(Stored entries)

::::::::::

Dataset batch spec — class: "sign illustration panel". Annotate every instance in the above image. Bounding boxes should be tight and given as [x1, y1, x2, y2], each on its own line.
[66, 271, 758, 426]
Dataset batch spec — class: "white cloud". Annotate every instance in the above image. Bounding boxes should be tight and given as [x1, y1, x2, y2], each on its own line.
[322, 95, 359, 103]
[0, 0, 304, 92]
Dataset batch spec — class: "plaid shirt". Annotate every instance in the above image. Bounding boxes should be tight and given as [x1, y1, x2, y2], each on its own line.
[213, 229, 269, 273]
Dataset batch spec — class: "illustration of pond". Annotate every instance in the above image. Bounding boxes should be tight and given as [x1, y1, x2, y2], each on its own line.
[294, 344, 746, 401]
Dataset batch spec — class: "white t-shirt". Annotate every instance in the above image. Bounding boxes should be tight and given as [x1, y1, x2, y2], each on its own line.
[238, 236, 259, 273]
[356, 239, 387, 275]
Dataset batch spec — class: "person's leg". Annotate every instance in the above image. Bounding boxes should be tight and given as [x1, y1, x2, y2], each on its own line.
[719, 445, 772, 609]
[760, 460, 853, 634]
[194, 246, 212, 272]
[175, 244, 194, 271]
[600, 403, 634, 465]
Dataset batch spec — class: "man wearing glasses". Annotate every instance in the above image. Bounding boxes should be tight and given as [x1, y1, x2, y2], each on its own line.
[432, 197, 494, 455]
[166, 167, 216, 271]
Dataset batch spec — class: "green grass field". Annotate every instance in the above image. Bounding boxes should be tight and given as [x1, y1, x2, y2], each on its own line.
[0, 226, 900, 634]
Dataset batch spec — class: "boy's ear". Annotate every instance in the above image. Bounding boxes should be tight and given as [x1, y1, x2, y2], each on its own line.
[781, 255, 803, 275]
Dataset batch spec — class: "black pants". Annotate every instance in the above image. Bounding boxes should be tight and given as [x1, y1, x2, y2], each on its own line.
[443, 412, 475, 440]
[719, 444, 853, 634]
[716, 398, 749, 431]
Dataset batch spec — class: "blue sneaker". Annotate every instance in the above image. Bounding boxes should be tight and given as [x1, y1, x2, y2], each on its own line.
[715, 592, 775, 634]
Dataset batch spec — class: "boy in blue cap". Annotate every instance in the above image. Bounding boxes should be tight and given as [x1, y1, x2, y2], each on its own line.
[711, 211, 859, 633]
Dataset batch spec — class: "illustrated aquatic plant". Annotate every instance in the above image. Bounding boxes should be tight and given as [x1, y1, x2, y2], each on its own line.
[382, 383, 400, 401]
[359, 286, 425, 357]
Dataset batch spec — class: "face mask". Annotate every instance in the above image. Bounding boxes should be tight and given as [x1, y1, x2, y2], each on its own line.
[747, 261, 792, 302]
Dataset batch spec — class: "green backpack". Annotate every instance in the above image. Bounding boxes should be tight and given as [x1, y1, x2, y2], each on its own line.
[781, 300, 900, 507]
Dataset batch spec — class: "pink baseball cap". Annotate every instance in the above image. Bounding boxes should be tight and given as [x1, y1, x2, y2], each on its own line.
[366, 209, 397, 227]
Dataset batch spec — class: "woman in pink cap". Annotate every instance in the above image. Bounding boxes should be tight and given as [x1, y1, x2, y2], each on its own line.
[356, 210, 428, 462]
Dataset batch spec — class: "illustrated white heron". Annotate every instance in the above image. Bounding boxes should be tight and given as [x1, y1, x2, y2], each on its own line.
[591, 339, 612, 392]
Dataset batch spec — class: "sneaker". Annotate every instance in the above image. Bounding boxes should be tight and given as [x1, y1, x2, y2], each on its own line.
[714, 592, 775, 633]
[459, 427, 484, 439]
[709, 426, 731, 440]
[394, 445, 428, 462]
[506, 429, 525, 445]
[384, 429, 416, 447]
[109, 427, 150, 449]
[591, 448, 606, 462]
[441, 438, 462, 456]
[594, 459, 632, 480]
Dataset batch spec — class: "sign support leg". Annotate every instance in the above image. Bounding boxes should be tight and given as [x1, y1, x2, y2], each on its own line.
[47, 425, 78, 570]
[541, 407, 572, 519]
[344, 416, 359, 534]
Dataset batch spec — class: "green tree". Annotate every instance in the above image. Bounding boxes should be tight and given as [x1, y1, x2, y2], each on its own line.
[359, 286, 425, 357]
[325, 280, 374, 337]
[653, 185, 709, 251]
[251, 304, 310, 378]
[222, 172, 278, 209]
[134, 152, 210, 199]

::::::::::

* [Short problem] Can you reproduce every one of the entries above word for word, from the first line to the last?

* [Completed task]
Dataset batch spec — class: "sign illustration panel". Annotate every instance in the above image. Bounding boxes should be tight and given as [x1, y1, x2, y2], each on its own line.
[66, 271, 758, 426]
Dataset batch spec — class: "white cloud". Annotate every instance in the above image. Bounding boxes should be tight and given as [x1, y1, x2, y2], each on its own line.
[322, 95, 359, 103]
[0, 0, 304, 92]
Dataset batch spec — class: "plaid shirt". Annotate every instance in the above image. Bounding boxes should be tight and given as [x1, y1, x2, y2], each on its own line.
[213, 229, 269, 273]
Dataset batch spec — class: "illustration of pond". Annotate every instance in the above image. Bounding boxes should be tight and given as [x1, y1, x2, y2], each on its own line.
[294, 344, 746, 401]
Dataset batch spec — class: "white t-shirt". Annotate every instance in the above image. Bounding boxes should be tight and given as [x1, y1, x2, y2], each on its own line.
[238, 236, 259, 273]
[356, 239, 387, 275]
Dataset batch spec — class: "person's leg". Annotate every instance in the above image. Bounding boxes should be tight and given as [x1, y1, x2, y2], each on its own line.
[719, 445, 772, 609]
[760, 460, 853, 634]
[194, 246, 212, 272]
[175, 244, 194, 271]
[600, 403, 634, 465]
Dataset batch spec — class: "man wearing glasses". Annotate every instance in the above image. Bounding boxes should be tight and given as [x1, y1, x2, y2], each on its own line.
[432, 197, 494, 455]
[166, 167, 216, 271]
Dataset batch spec — class: "green grass field". Annotate every instance in the above image. Bounding boxes should be tight and given as [x1, y1, x2, y2], each on its own line.
[0, 226, 900, 634]
Dataset batch spec — class: "boy's ear". Annotate every instance in the above image. Bounding boxes should be tight and given as [x1, y1, x2, y2], each on its own line.
[781, 255, 803, 275]
Dataset batch spec — class: "black pants". Annotate every instance in the above image. Bounding boxes should be tight and given as [x1, y1, x2, y2], each on its own line.
[443, 412, 475, 440]
[719, 444, 853, 634]
[716, 398, 749, 431]
Dataset batch spec — class: "blue sneaker". Annotate every instance in the above image. Bounding boxes should be tight and given as [x1, y1, x2, y2], each on its own line.
[715, 592, 775, 634]
Dataset batch spec — class: "boy in blue cap". Annotate every instance in the above image. Bounding boxes should be tight and given as [x1, y1, x2, y2], each on its own line.
[711, 211, 859, 633]
Dataset batch spec — class: "illustrated aquatic plant". Annotate every instance in the above image. Bounding boxes should be tight and given as [x1, y1, x2, y2], each on its own line.
[382, 383, 400, 401]
[359, 286, 425, 357]
Dataset batch spec — class: "face mask". Annotate every instance in the above image. Bounding boxes should be tight and given as [x1, y1, x2, y2], each on its own line.
[747, 261, 792, 302]
Dataset batch spec — class: "green backpack". Annotate every instance in the above image. Bounding boxes should be tight and given as [x1, y1, x2, y2], each on its own line.
[781, 300, 900, 507]
Dataset batch spec — class: "pink baseball cap". Annotate every instance in the above image. Bounding boxes should be tight and given as [x1, y1, x2, y2], each on its own line.
[366, 209, 397, 227]
Dataset batch spec — class: "woman in pink cap". Annotate every instance in the above image. Bounding boxes should be tight and given as [x1, y1, x2, y2], each on its own line.
[356, 210, 428, 462]
Dataset batch spec — class: "illustrated white heron". Annotate every instance in the above image. Bounding boxes should be tight and given as [x1, y1, x2, y2], each on its own line.
[591, 339, 612, 392]
Dataset batch spec — class: "sneaker". Annotate every instance in the above image. Bounding boxes should be tight and given as [x1, y1, x2, y2], each on its own line.
[714, 592, 775, 633]
[459, 427, 484, 439]
[709, 426, 731, 440]
[394, 445, 428, 462]
[506, 429, 525, 445]
[384, 429, 416, 447]
[109, 427, 150, 449]
[591, 448, 606, 462]
[441, 438, 462, 456]
[594, 459, 632, 480]
Dataset batch spec — class: "sign support leg". Annotate every instance in the above image. Bounding boxes should be tight and given as [x1, y1, x2, y2], each on its own line.
[47, 425, 78, 570]
[541, 407, 572, 519]
[344, 416, 359, 534]
Dataset batch spec — class: "green tree". Annotate every instance in the above image. Bounding boxes should be tight and given as [x1, y1, x2, y2], each on its own line.
[359, 286, 425, 357]
[325, 280, 374, 337]
[653, 185, 709, 251]
[251, 304, 310, 378]
[222, 172, 278, 209]
[134, 152, 210, 199]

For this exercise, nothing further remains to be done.